Passage:
From the WSJ Opinion Archives
THINKING THINGS OVER
Stem Cells: A Wedge Issue?
The average voter isn't going to worry about a zygote.
Whether to allow federal funding for stem cell research is the most delicate and most interesting social-policy decision facing the young Bush administration. Also, I dare say, one of the least understood.
Only three years ago, scientists succeeded in isolating stem cells from excess embryos generated during in vitro fertilization procedures and from the incipient sexual organs of aborted fetuses. Medically this was a huge breakthrough; the cells can evolve into any organ of the body. Perhaps scientists can learn, for example, how to grow insulin-producing cells in diabetics. Stem cell research also promises a Niagara of biological advances. Ethically, however, it is problematical; the origin of the cells involves either abortion or the destruction of embryos. The imperative of science--do not impede knowledge--clashes with the imperative of morality--do not kill. The clash agitates both the scientific community and President Bush's anti-abortion constituency.

Dataset excerpts:
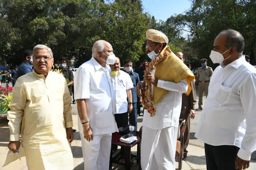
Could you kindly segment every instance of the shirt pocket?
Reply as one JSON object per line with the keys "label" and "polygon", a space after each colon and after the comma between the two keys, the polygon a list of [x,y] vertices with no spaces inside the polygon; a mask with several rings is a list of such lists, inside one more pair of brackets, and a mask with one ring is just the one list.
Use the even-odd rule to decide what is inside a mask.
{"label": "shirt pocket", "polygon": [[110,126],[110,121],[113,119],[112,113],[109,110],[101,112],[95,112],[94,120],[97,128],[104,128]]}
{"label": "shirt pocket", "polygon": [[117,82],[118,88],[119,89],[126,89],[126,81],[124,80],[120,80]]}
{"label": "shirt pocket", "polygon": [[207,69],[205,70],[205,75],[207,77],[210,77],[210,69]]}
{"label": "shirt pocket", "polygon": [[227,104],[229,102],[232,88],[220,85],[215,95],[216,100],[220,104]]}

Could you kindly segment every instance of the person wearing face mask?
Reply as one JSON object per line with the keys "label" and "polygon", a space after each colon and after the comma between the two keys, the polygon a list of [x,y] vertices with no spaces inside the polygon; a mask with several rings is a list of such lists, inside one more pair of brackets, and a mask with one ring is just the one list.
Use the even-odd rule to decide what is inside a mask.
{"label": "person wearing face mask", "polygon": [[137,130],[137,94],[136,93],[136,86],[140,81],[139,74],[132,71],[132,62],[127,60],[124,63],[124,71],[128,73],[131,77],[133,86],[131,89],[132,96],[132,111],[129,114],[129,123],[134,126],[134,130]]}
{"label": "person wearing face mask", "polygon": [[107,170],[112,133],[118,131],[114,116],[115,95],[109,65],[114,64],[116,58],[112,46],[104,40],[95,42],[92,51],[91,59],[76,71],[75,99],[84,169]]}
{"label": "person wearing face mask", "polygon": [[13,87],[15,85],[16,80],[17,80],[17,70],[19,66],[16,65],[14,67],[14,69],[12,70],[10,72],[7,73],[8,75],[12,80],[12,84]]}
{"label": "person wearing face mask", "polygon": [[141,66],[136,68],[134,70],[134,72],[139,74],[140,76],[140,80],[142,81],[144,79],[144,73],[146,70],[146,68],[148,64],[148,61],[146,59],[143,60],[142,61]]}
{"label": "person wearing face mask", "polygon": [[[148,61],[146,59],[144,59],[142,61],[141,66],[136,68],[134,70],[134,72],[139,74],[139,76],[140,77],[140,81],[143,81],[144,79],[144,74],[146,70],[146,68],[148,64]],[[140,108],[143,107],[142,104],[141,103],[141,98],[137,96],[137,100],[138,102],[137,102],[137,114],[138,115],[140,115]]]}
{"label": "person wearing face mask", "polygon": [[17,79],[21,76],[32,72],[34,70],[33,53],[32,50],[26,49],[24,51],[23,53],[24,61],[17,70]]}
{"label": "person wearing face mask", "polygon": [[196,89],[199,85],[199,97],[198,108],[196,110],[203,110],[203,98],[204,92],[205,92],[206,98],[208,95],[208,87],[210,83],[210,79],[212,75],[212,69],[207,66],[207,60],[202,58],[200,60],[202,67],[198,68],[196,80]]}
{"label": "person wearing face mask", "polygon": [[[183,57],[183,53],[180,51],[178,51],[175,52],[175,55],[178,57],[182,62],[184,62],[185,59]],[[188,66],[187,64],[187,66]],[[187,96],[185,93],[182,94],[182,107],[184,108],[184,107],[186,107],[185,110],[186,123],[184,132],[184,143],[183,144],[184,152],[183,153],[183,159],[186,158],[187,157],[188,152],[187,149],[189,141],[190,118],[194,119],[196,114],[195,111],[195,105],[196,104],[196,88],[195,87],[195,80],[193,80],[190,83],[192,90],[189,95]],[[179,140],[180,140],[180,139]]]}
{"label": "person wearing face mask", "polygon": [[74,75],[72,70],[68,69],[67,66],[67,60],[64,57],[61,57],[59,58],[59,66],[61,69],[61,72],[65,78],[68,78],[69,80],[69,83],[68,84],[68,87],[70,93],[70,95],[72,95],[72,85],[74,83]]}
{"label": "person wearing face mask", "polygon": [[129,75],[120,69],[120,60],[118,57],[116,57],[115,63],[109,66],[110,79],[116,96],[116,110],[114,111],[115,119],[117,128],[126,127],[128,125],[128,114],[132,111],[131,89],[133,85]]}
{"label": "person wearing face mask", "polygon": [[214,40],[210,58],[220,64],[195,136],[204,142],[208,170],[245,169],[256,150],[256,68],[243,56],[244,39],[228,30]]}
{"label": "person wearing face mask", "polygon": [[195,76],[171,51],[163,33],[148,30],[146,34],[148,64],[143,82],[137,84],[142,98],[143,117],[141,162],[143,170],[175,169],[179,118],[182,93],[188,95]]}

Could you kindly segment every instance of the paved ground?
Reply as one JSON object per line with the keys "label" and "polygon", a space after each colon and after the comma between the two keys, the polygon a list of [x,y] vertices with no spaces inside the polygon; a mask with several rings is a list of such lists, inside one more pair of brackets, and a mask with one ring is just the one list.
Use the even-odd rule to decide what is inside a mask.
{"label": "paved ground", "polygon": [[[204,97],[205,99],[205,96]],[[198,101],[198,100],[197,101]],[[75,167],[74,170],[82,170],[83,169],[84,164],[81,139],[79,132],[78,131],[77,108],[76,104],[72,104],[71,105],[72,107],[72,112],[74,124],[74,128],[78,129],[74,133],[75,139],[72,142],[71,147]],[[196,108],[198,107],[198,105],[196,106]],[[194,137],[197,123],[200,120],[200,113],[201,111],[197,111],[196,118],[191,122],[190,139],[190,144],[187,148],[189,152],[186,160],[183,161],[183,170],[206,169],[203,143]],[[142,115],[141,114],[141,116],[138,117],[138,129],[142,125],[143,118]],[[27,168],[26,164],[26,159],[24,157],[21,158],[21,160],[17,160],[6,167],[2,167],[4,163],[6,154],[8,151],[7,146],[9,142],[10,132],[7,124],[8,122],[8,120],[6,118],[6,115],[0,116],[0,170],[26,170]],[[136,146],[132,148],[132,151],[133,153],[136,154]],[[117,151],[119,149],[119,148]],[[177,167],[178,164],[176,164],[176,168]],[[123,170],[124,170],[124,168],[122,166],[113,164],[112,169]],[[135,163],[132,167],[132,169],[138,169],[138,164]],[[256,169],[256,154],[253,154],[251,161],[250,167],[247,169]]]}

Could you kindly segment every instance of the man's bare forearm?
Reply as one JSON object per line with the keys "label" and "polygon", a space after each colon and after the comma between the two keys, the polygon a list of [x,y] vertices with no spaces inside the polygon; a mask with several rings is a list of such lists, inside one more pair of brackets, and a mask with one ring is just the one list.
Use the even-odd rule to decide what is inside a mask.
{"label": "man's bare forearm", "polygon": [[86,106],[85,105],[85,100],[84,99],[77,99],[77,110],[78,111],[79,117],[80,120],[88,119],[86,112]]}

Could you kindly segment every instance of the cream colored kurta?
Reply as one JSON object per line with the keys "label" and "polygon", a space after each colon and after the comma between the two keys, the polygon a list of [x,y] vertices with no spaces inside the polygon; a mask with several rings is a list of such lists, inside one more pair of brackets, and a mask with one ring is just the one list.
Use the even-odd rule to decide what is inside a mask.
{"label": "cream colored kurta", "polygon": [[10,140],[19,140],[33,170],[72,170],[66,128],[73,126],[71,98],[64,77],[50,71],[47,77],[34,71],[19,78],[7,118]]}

What you will do:
1 > List every phrase that the stem cell column uses to characterize the decision on federal funding for stem cell research.
2 > Rewrite the part of the stem cell column that opens with "The average voter" and closes with "the least understood.", substituting "new" for "young".
The records have no connection to the stem cell column.

Solutions by task:
1 >
- most delicate
- most interesting
- one of the least understood

2 >
The average voter isn't going to worry about a zygote.
Whether to allow federal funding for stem cell research is the most delicate and most interesting social-policy decision facing the new Bush administration. Also, I dare say, one of the least understood.